■ Set exercise
Copy out all of the data below, requests included, and shift every coordinate in the answers by adding 6 to each number. Leave the pictures out.

■ Material for this task
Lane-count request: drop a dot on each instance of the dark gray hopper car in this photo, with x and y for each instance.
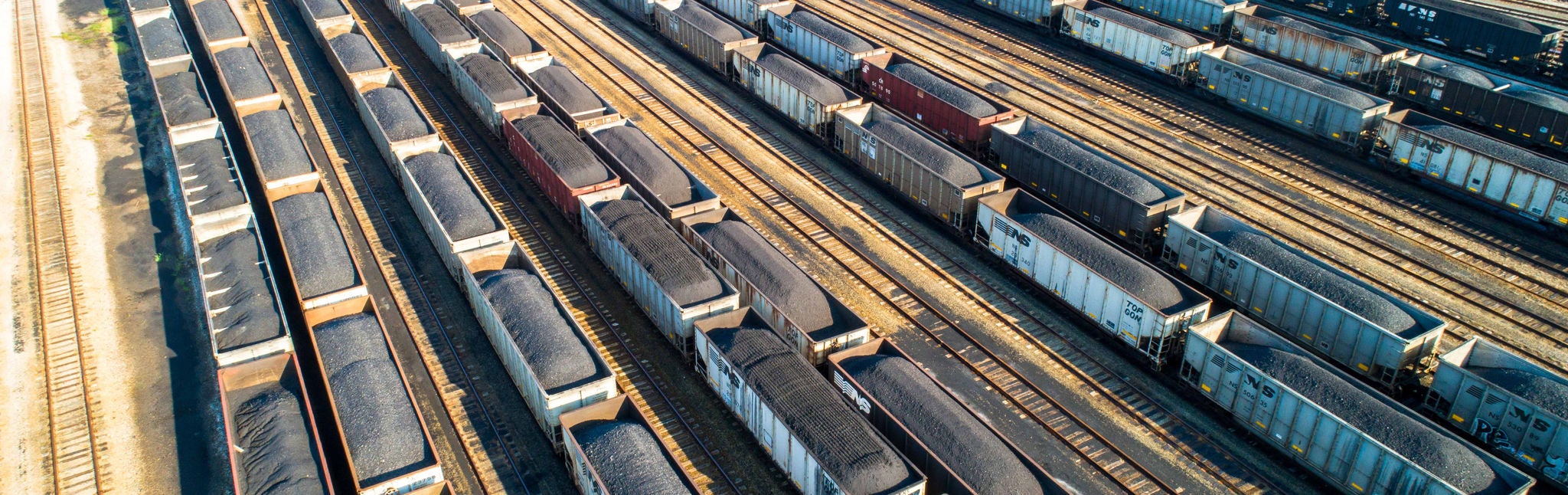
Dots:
(1343, 431)
(805, 313)
(612, 450)
(818, 439)
(1093, 186)
(957, 451)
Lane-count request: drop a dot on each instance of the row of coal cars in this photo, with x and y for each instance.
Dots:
(251, 299)
(750, 320)
(1321, 323)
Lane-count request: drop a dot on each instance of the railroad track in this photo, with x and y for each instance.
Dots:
(948, 333)
(1263, 158)
(646, 388)
(74, 448)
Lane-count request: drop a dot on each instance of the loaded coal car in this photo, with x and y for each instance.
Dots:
(505, 40)
(270, 426)
(1501, 106)
(1032, 11)
(239, 293)
(1506, 405)
(567, 95)
(439, 34)
(544, 351)
(562, 166)
(1292, 98)
(1479, 167)
(1125, 296)
(378, 425)
(1204, 16)
(1098, 189)
(936, 431)
(748, 13)
(700, 32)
(668, 188)
(1322, 49)
(822, 444)
(217, 25)
(667, 279)
(936, 103)
(805, 313)
(791, 87)
(1343, 431)
(941, 179)
(1478, 30)
(492, 88)
(1132, 38)
(610, 448)
(1369, 332)
(819, 41)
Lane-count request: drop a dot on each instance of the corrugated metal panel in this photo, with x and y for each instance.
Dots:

■ Output for this exercise
Lane-count request: drop a dot on each instance of the dark gray hopper car in this photo, with x and y for each instance.
Dots:
(1349, 437)
(811, 319)
(618, 456)
(824, 445)
(1099, 192)
(963, 457)
Lane-count request: drop a dot on each instance of the row of coal cars in this photo, with x and y for each instance.
Dots:
(257, 305)
(756, 326)
(1327, 329)
Lane-count request: drop a dot on each instance of the railroad track in this photo, with x and y for each instance.
Dots:
(954, 339)
(1269, 164)
(652, 394)
(80, 454)
Lane-count request: drop a dot on each instance of the loaded coal car in this photo, with x and y for each instance.
Dots:
(511, 46)
(276, 432)
(1507, 112)
(1038, 17)
(245, 299)
(1512, 411)
(573, 101)
(445, 40)
(550, 357)
(568, 172)
(1298, 104)
(1485, 173)
(1131, 302)
(384, 431)
(1210, 22)
(1104, 195)
(942, 437)
(754, 19)
(706, 38)
(674, 194)
(1328, 55)
(828, 450)
(223, 31)
(673, 285)
(942, 109)
(811, 319)
(797, 93)
(1349, 437)
(947, 185)
(1484, 36)
(498, 94)
(1138, 44)
(616, 454)
(1375, 338)
(825, 47)
Lane-count request: drop a dot on each instance of the corrugated metal panel in this photo, with x and y for each instance.
Dots:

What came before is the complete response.